** start of EXTRACTED RECORDS **
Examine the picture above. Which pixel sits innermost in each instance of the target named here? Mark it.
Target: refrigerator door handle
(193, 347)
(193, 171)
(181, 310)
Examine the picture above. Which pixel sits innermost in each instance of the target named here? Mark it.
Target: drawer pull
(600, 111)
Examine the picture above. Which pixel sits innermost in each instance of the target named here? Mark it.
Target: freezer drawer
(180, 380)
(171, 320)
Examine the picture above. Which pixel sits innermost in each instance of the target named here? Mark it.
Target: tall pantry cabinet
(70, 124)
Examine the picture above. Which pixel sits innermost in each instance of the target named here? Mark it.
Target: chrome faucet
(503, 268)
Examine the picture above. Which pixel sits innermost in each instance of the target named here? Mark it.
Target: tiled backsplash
** end of EXTRACTED RECORDS **
** start of EXTRACTED RECORDS **
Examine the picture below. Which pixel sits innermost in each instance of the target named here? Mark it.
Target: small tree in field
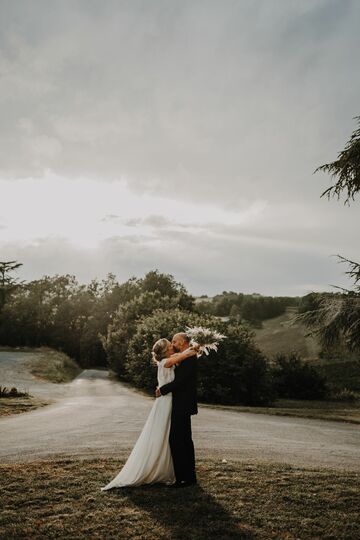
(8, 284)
** end of EXTRACTED RECORDS **
SHORT PROBLEM:
How many lines in the records contain the word "drawer"? Reply with the number alone.

SOLVED EXERCISE:
2